[Tarea asignada A]
Responda según el pasaje citado:
(i) ¿Con quiénes compartió Juan Manuel Roca la lectura pública mencionada?
(ii) ¿Qué causó la omisión en los créditos de agradecimiento?
(iii) ¿Dónde encontraron recientemente a Ospina?
[Tarea asignada B]
Reproduzca sin cambios el fragmento del pasaje citado que empieza con las palabras que contienen "Ospina salió en" y termina con "embarazoso, para todos.".
[Tarea asignada C]
Resuma el pasaje citado en dos oraciones.

─── Pasaje citado

En la derrota del amor, fue ella quien vino de ese cielo de al lado a contemplar la dureza de esos días, cuando lo sólido se había derretido y lo monumental se había vuelto deleznable. Llegaba muerto de luchar en la ventisca, con el alma tijereteada por “una mujer que no escuchaba” y aunque me dejaba oir una y otra vez los blues que escribí en otro lugar, bajo una noche iluminada, aborrecía que pasaran ahora tan rápido los días y que en efecto “los ruidos se devuelvan, dando giros hacia atrás”.
Con el tiempo la herida se había ocultado y los compañeros de la generación literaria se perdieron en el tiempo y en las rencillas; los poetas de Piedra se volvieron de Cielo y los de la generación desencantada regresaron al anonimato, pero fueron siempre las presencias que venían una y otra vez en los periódicos, en la radio o en la televisión, para gusto o disgusto de mi abuela quien les reconocía fácilmente– aún envejecidos – en las páginas de esos recorridos mediáticos y que finalmente eran el tema de largas reminiscencias de lo que he contado y de un sinnúmero de eventos más.
La abuela sabía, por ejemplo, la raíz de la torpe enemistad mía con el poeta Juan Manuel Roca. Era justa e imparcial. Todo se debía a un olvido en los créditos de agradecimiento a los presentes, al finalizar el evento de lanzamiento de un número importante de la Revista “Puesto de Combate”. Mi abuela subrayó siempre ese evento; una omisión torpe que el poeta tomó como ofensa personal, alevosa, arrogante y quizá retadora de mi parte, pero que simplemente fue un omisión momentánea por culpa de los spots aturdidores suspendidos en el techo del teatro. No obstante, el poeta nunca perdonó la impertinencia.
Sin embargo y también en lectura pública compartida con William Ospina y Federico Díaz-Granados, Juan Manuel Roca espetó el tema de los vampiros – metáfora considerada novedosa en la poesía colombiana por parte del lingüista, crítico literario y también poeta, Oscar Piedrahita González – diciendo que ya él mismo la había usado treinta años atrás, procurando borrar así el balbuceo de mi propuesta poética inicial: la figura del poema – vampiro.
Ospina salió en defensa del joven literato agredido y zanjó lo que se pudo haber convertido en una de las batallas campales que han hecho famoso a Juan Manuel, la Roca en el zapato para más de uno. Mi abuela le tomó entonces un aprecio inusual a Ospina y recientemente lo encontramos en Usaquén, intentando cruzar la carrera séptima, de brazo con dos abuelas y cargando un pastel de Nicolukas. Ella quiso saludarlo, pero era un momento singular y embarazoso, para todos.

──────
─── Datos disponibles

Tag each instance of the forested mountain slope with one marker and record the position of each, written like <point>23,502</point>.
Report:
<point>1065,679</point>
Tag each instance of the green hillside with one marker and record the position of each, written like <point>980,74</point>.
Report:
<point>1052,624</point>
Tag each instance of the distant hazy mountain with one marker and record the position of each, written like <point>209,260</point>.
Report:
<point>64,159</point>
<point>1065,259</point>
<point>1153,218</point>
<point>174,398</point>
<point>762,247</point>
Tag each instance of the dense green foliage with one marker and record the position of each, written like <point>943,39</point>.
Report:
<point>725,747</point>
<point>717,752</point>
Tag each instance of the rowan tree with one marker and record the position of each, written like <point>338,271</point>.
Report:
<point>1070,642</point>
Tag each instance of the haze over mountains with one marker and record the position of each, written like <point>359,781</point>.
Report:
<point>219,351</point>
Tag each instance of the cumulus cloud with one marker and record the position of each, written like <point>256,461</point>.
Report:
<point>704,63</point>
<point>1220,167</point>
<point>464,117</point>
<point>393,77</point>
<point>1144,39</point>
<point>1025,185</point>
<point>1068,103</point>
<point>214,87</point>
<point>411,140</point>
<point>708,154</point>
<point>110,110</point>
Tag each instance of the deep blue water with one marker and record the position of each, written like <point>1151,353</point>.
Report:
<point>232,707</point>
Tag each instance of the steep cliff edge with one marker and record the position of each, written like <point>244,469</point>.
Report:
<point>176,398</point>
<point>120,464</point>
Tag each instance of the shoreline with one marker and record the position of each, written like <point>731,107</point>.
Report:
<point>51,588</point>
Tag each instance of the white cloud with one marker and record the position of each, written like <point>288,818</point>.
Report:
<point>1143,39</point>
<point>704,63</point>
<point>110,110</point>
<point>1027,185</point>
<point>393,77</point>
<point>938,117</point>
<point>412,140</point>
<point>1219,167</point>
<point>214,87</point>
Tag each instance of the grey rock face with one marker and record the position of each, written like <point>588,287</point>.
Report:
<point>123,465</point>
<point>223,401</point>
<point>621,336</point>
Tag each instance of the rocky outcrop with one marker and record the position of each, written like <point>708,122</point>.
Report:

──────

[Respuesta A]
(i) Con William Ospina y Federico Díaz-Granados.
(ii) Los spots aturdidores suspendidos en el techo del teatro.
(iii) En Usaquén, intentando cruzar la carrera séptima.

[Respuesta B]
Ospina salió en defensa del joven literato agredido y zanjó lo que se pudo haber convertido en una de las batallas campales que han hecho famoso a Juan Manuel, la Roca en el zapato para más de uno. Mi abuela le tomó entonces un aprecio inusual a Ospina y recientemente lo encontramos en Usaquén, intentando cruzar la carrera séptima, de brazo con dos abuelas y cargando un pastel de Nicolukas. Ella quiso saludarlo, pero era un momento singular y embarazoso, para todos.

[Respuesta C]
La enemistad con el poeta Juan Manuel Roca nació de una omisión en los créditos de agradecimiento al final del lanzamiento de un número de la Revista "Puesto de Combate", que Roca tomó como ofensa personal y nunca perdonó. En una lectura pública, Roca afirmó haber usado treinta años atrás la metáfora de los vampiros, y William Ospina salió en defensa del joven literato, lo que le valió un aprecio inusual de la abuela.